◆ **Task description**
Please state which publisher issued Dr. Maurice Rawlings's book Beyond Death's Door, according to the excerpt on near-death experiences below.

NDEers Become More Spiritual, Less Religious

NDEers “tend to abandon religious doctrine purely for the sake of doctrine,” Dr. Moody writes. One former seminary student reflected this attitude when he described his NDE to Dr. Moody:

My doctor told me I “died” during the surgery. But I told him that I came to life. I saw in that vision what a stuck-up ass I was with all that theory, looking down on everyone who wasn’t a member of my denomination or didn’t subscribe to the theological beliefs that I did. A lot of people I know are going to be surprised when they find out that the Lord isn’t interested in theology. He seems to find some of it amusing, as a matter of fact, because he wasn’t interested at all in anything about my denomination. He wanted to know what was in my heart, not my head.

You can guess after reading the above passage that proponents of the near-death experience might receive some opposition to their writings from conservative ministers who tend to very zealously protect their tithe-paying supporters against teachings contrary to their denomination. And sure enough there is opposition from them. Dr. Maurice Rawlings, M.D., writes in his book Beyond Death’s Door (published by Bantam Books) that a person’s initial encounter with the Being of Light could represent “merely a sorting ground. It could also represent a deceivingly pleasant situation to imply security and sanctuary and to prevent a desire or need for changed lives. This could be a satanic deception according to Charles Ryrie, Billy Graham, Stephen Board and other Christian spokesmen who quote II Corinthians 11:14” (p. 70).

And on page 100 of his book, Dr. Rawlings, himself a staunch Christian, explains that many theologians take issue with the concept of universal forgiveness offered by the Being of Light to patients having “good” experiences, whether their lives were good or not or whether they were believers or not. Dr. Rawlings reminds his readers that Satan, seldom appearing in a bad light, is capable of appearing as an angel himself.

While there is no way to prove or disprove the theory that Satan is deceiving those who have an NDE, there is also the unprovable possibility that Satan is using these Christian-professing ministers to deceive people about the Supreme Being’s true personality. Perhaps the Supreme Being is far more merciful and forgiving than these ministers have ever grasped, and perhaps this Being has an agenda for humankind that none of us have truly comprehended. I think you have to judge the NDEs on their own merit. Are people who have had an NDE becoming atheists, or are they more certain than ever that a Supreme Being exits? Are they more despondent after the experience, or do they have a new zest for living? Do they seek to be more loving and kind than ever, or do they dive into materialism?

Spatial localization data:

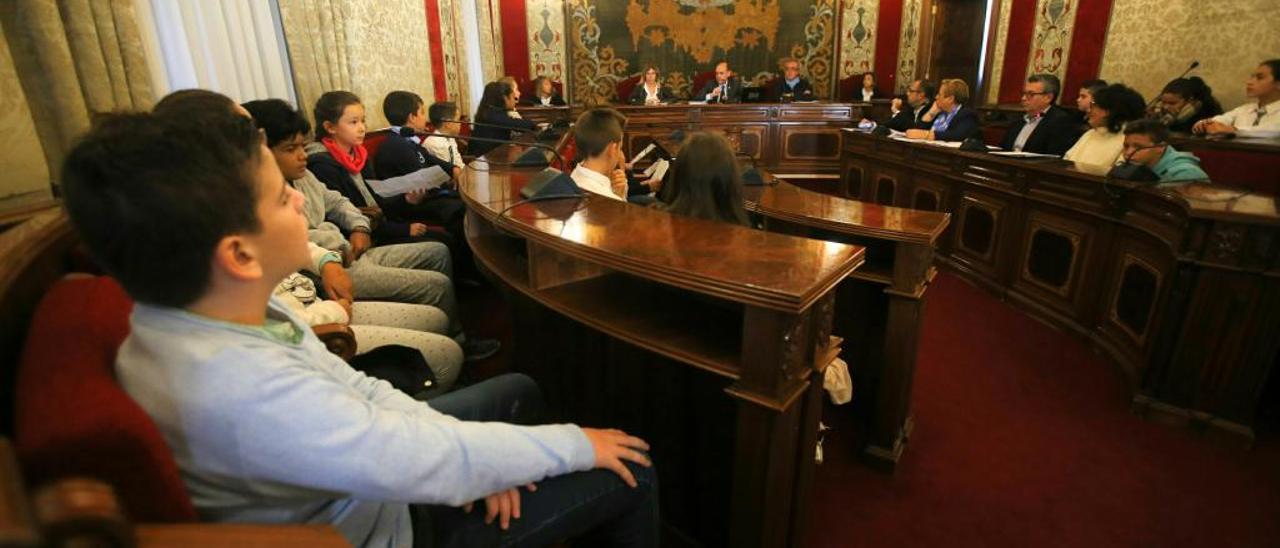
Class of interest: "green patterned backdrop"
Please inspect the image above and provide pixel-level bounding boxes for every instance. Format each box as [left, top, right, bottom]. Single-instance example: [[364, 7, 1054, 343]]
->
[[566, 0, 837, 101]]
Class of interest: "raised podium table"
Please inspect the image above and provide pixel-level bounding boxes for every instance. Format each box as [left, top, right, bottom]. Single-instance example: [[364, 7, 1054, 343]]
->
[[842, 132, 1280, 440], [744, 180, 951, 470], [520, 102, 870, 173], [460, 147, 864, 547]]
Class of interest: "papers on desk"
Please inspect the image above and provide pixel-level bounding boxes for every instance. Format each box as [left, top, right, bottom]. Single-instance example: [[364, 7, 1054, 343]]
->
[[367, 165, 449, 198], [644, 159, 671, 179], [991, 150, 1062, 157], [631, 142, 658, 164]]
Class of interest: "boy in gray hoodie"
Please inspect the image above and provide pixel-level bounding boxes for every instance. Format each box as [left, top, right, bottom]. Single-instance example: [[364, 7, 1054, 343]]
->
[[63, 113, 657, 547]]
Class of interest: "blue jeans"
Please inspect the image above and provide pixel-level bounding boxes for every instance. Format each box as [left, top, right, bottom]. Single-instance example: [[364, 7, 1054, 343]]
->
[[410, 374, 658, 548]]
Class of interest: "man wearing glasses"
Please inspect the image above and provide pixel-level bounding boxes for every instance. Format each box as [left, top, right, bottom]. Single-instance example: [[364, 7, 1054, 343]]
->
[[1124, 119, 1208, 184], [1000, 74, 1082, 156], [884, 79, 937, 132]]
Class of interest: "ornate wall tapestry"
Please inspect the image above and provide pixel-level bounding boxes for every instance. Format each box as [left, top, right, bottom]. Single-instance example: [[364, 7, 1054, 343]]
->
[[570, 0, 839, 101], [1027, 0, 1076, 78], [525, 0, 567, 86], [837, 0, 879, 79], [987, 0, 1014, 105], [476, 0, 507, 82], [897, 0, 920, 86]]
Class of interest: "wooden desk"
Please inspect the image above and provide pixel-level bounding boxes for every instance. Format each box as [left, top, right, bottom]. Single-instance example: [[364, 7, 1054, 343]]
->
[[520, 102, 869, 173], [745, 180, 951, 470], [842, 132, 1280, 440], [458, 147, 864, 547]]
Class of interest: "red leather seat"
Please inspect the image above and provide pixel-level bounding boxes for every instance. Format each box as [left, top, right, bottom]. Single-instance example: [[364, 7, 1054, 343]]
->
[[14, 277, 197, 522], [613, 74, 644, 102], [689, 70, 716, 101]]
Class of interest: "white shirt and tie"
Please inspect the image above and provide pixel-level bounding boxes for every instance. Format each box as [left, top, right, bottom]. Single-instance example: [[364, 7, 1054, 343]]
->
[[422, 133, 466, 168], [568, 164, 627, 202], [1213, 101, 1280, 136]]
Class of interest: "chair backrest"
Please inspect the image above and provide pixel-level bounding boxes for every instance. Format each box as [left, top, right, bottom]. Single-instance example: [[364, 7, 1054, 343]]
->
[[14, 277, 196, 522], [0, 209, 196, 521], [365, 129, 392, 166], [689, 70, 716, 101], [613, 73, 644, 102]]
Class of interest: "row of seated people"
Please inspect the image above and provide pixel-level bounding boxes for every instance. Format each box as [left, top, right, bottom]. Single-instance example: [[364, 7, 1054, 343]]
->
[[40, 85, 658, 547], [860, 60, 1280, 183], [514, 58, 834, 106]]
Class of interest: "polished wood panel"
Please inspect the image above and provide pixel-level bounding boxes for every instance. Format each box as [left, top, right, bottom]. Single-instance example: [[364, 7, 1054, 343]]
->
[[842, 132, 1280, 440], [458, 147, 865, 547], [744, 180, 951, 471], [520, 102, 870, 173]]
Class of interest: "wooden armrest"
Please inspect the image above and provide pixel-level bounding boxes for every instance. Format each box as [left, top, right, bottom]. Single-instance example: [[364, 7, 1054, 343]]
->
[[137, 524, 351, 548], [35, 478, 137, 547], [360, 206, 384, 230], [31, 479, 351, 548], [311, 324, 356, 361]]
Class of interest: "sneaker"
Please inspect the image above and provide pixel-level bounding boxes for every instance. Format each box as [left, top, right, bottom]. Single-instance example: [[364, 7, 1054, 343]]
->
[[462, 338, 502, 361]]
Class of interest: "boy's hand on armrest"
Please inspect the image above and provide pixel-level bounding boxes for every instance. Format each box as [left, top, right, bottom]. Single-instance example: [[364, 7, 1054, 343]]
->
[[320, 262, 356, 302], [582, 428, 650, 488], [347, 230, 374, 261]]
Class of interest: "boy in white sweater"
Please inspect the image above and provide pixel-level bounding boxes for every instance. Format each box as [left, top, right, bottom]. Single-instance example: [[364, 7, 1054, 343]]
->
[[63, 108, 657, 547]]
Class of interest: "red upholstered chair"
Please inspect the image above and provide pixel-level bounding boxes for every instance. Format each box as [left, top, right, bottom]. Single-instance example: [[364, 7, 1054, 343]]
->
[[365, 129, 392, 161], [613, 74, 644, 102], [15, 277, 196, 522], [840, 73, 863, 101], [689, 70, 716, 101]]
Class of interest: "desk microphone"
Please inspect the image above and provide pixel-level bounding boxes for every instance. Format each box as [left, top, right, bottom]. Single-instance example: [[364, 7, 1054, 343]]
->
[[458, 137, 584, 200], [1146, 60, 1199, 110]]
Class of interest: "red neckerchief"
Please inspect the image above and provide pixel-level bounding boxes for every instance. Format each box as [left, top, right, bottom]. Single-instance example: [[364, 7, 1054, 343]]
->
[[320, 137, 369, 173]]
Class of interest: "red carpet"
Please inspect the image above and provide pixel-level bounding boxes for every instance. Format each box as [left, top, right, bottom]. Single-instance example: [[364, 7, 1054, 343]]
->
[[808, 274, 1280, 548]]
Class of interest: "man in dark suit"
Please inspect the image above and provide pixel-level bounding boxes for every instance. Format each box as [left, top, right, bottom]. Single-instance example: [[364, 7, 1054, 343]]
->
[[694, 61, 742, 102], [884, 79, 937, 132], [1001, 74, 1080, 156], [769, 58, 814, 101]]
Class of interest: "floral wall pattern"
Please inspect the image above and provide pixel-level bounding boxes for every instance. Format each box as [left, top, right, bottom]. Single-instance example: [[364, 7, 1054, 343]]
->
[[897, 0, 920, 85], [837, 0, 879, 79], [570, 0, 837, 101], [1100, 0, 1280, 109], [1027, 0, 1076, 78], [525, 0, 566, 82]]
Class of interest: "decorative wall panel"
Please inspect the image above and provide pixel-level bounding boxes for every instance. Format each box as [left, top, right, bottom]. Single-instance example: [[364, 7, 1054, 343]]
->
[[897, 0, 920, 86], [525, 0, 566, 82], [836, 0, 879, 79], [439, 0, 471, 113], [1027, 0, 1078, 78], [987, 0, 1014, 104], [570, 0, 837, 101], [0, 22, 49, 201]]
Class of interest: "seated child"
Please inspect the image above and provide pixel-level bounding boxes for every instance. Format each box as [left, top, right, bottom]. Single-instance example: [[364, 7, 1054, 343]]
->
[[570, 109, 627, 201], [61, 109, 658, 547]]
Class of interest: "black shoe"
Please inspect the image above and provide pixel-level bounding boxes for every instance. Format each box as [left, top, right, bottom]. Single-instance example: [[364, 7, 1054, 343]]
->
[[462, 339, 502, 361]]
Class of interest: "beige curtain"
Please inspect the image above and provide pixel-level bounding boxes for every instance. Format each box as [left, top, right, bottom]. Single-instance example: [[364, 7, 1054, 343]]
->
[[280, 0, 352, 124], [0, 0, 155, 181]]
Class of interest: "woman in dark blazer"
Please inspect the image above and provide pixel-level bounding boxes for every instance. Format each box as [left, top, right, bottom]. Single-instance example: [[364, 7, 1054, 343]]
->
[[627, 65, 676, 105], [521, 76, 564, 106], [854, 72, 886, 102], [467, 82, 538, 156], [906, 78, 982, 141]]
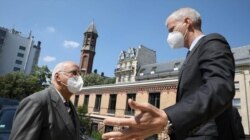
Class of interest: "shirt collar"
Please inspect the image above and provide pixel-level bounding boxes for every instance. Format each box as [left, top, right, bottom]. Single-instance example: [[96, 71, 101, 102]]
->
[[189, 35, 205, 51]]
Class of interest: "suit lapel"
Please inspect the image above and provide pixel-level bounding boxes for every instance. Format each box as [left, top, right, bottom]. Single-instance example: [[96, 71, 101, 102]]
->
[[48, 87, 75, 137], [176, 36, 205, 101]]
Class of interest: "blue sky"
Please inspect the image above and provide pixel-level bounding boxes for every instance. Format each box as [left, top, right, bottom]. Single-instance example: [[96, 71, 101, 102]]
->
[[0, 0, 250, 76]]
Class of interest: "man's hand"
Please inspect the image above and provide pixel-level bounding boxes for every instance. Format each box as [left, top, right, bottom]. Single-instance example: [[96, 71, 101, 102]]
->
[[102, 99, 168, 140]]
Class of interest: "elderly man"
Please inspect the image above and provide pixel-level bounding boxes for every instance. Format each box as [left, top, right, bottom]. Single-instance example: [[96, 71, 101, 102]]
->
[[10, 61, 83, 140], [102, 8, 238, 140]]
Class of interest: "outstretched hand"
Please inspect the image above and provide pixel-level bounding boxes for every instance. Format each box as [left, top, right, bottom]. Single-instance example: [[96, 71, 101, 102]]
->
[[102, 99, 168, 140]]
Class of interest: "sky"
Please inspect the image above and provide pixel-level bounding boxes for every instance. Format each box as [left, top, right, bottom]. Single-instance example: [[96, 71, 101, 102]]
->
[[0, 0, 250, 77]]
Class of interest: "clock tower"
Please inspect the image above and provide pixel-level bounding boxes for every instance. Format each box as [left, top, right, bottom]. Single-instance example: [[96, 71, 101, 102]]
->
[[80, 22, 98, 75]]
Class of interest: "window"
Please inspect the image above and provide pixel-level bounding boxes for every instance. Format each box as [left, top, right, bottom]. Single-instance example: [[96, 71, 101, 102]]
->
[[108, 94, 116, 114], [148, 92, 160, 108], [19, 46, 26, 51], [17, 53, 24, 58], [234, 81, 240, 91], [94, 95, 102, 112], [16, 60, 23, 65], [83, 95, 89, 106], [104, 125, 113, 133], [125, 93, 136, 115], [233, 98, 241, 109], [150, 67, 157, 74], [13, 67, 21, 71]]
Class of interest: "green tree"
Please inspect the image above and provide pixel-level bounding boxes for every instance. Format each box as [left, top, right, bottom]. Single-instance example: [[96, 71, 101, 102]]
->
[[83, 73, 115, 86], [0, 66, 51, 100], [0, 72, 43, 100], [84, 73, 104, 86]]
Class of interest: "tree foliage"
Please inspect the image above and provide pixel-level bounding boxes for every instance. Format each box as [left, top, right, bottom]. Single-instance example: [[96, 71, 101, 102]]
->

◆ **Answer box**
Bantam Books